*TEXTO DE LA PÁGINA*.

--*--

Ése es parte del contexto indispensable para entender la crisis en Venezuela. El despotismo de Maduro y sus secuaces ha implicado la ruptura de las normas constitucionales, la designación de una asamblea sin equidad electoral alguna, el encarcelamiento y en ocasiones el asesinato de opositores y, también, pobreza y hambre. Es imposible no compartir el diagnóstico del escritor venezolano Alberto Barrera Tyszka en El País: “ahora el chavismo es, en esencia, una corporación mafiosa a la que le faltan ideas y le sobran armas”.
Ante tal escenario, Maduro y su régimen son tan indefendibles que quienes les tienen admiración en México no tienen nada que elogiar. Lo que hacen es tratar de oponerse al reclamo para exigirle a Maduro que deje de maltratar a los venezolanos y buscan sabotear las posiciones del gobierno de México que han condenado la antidemocracia en aquella nación.
Los chavistas mexicanos tienen una cantinela inicial y pertinaz: no se vale cuestionar a la llamada revolución bolivariana, porque la situación en nuestro país no es mejor. De esa posición se deriva una más específica: el gobierno de México, dicen, no tiene autoridad para hacerle reclamos al de Venezuela, porque aquí también hay abusos en contra de los derechos humanos.
Ninguno de esos argumentos se sostiene. México, por fortuna para nosotros, no está peor que Venezuela. Ni los indicadores económicos ni la intensa competencia entre las fuerzas políticas se parece a la situación en aquella nación sudamericana. Aquí la crítica se ejerce en todas partes y todo el tiempo, los derechos humanos (contra los que hay abusos con los que no tenemos que condescender) son defendidos por instituciones del Estado y organizaciones sociales que actúan con absoluta libertad. Pero aunque tuviéramos problemas peores que los que hay en Venezuela, esa condición de ninguna manera nos inhabilitaría para evaluar los problemas de otros países y exigir respeto a la legalidad.

--*--

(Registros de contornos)

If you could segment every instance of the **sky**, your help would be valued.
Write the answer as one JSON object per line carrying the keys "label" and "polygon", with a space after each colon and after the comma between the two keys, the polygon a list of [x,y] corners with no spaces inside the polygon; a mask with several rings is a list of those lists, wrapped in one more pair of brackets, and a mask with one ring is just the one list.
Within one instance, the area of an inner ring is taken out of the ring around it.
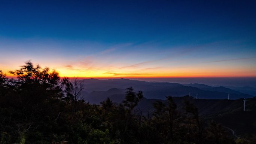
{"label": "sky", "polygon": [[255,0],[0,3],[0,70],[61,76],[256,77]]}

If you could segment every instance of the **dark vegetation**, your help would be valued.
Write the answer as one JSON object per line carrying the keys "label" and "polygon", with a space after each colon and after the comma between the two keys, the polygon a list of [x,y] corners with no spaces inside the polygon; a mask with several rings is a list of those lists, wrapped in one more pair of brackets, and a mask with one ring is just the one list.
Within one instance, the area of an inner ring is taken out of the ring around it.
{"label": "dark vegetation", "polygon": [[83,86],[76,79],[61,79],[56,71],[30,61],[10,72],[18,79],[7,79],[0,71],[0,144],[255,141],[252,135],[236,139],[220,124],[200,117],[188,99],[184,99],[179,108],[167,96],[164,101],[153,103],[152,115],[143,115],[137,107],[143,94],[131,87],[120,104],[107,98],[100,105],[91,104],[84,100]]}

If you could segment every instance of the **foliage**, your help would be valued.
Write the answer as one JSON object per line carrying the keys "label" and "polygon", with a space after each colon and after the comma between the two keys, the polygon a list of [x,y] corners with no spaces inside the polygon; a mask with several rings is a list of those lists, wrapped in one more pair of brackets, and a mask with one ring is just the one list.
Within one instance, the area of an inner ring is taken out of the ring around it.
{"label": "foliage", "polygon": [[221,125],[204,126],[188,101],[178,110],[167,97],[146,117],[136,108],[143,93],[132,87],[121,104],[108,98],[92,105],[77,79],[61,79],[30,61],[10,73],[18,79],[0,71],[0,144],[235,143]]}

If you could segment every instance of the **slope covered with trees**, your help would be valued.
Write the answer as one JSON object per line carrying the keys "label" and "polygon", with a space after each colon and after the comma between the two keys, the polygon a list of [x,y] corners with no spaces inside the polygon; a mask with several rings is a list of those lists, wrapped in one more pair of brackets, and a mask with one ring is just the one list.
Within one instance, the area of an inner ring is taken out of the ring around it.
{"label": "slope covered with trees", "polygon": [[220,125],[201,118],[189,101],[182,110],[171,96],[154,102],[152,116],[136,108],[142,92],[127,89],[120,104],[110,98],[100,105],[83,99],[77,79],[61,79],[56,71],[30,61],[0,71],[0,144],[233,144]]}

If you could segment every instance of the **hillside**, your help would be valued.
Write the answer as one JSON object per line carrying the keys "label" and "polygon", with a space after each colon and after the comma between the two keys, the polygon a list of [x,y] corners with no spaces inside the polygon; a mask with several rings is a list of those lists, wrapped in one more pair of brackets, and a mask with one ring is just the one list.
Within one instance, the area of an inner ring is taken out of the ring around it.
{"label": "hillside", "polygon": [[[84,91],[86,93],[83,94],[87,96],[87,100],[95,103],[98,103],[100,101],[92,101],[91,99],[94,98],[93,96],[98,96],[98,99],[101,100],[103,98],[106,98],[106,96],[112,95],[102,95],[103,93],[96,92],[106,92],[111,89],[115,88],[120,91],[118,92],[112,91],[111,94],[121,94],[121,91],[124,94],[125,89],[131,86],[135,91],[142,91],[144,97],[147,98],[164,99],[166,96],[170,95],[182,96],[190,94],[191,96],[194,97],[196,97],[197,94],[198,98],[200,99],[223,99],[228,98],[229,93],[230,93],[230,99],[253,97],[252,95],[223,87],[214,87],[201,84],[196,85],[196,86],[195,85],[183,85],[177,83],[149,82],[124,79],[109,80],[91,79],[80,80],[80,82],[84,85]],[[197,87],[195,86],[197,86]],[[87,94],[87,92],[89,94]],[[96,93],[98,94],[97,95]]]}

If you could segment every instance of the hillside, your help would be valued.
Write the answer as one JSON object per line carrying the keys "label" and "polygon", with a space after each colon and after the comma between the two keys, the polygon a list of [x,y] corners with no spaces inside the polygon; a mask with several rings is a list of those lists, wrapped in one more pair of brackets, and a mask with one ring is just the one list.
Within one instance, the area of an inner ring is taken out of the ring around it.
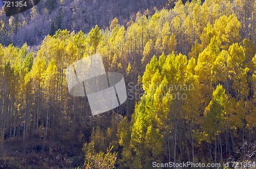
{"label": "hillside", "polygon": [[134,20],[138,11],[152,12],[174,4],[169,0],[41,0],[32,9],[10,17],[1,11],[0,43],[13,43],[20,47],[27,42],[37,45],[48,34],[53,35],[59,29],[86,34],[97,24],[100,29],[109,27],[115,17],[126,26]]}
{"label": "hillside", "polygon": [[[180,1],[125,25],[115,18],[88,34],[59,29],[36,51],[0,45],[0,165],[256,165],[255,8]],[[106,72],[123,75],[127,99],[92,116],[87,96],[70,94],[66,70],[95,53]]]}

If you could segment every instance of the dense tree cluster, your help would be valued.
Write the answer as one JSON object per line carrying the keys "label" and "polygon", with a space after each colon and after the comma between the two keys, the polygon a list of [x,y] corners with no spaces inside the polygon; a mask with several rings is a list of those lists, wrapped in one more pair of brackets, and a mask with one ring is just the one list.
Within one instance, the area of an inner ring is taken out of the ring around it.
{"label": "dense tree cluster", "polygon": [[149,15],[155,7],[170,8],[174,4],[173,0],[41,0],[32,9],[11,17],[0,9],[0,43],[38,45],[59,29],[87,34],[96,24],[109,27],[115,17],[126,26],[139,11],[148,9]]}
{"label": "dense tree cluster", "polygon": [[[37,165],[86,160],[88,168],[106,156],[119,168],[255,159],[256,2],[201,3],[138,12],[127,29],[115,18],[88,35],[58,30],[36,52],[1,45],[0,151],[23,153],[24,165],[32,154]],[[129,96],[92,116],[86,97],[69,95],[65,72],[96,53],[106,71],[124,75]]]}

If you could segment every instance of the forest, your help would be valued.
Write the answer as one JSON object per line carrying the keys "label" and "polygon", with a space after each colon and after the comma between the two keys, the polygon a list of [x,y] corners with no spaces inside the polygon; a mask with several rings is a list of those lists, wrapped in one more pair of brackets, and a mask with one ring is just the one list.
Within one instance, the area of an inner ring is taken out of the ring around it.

--*--

*TAREA BREVE A*. Enumera todo lo que, según el texto sobre la crisis en Venezuela, ha implicado el despotismo de Maduro y sus secuaces.
*TAREA BREVE B*. Escribe cómo sigue el texto sobre la crisis en Venezuela a partir de su último párrafo.

*RESULTADO DE LA TAREA A*.
- La ruptura de las normas constitucionales
- La designación de una asamblea sin equidad electoral alguna
- El encarcelamiento y en ocasiones el asesinato de opositores
- Pobreza y hambre

*RESULTADO DE LA TAREA B*.
Cuestionar a Maduro y a cualquier otro gobierno extranjero no significa respaldar todas las decisiones del gobierno del presidente Peña Nieto. Los mexicanos tenemos abundantes y, por desgracia, persistentes motivos para discrepar de muchas de las decisiones de nuestro gobierno. Pero tales señalamientos no cancelan nuestra responsabilidad para defender a los pueblos de otras naciones y, también, para estar de acuerdo con medidas pertinentes de nuestro gobierno como las que ha tomado respecto de Venezuela.
Es curioso, pero además patético, que los llamados en México a cancelar los cuestionamientos a Maduro surjan de personas y organizaciones que algunos identifican con las izquierdas. Dirigentes y legisladores de Morena, algunos que forman parte del PRD y del Partido del Trabajo, así como comentaristas en la prensa, integran el frente chavista que desde un discurso, en apariencia progresista, en realidad apuesta por la indiferencia y el inmovilismo.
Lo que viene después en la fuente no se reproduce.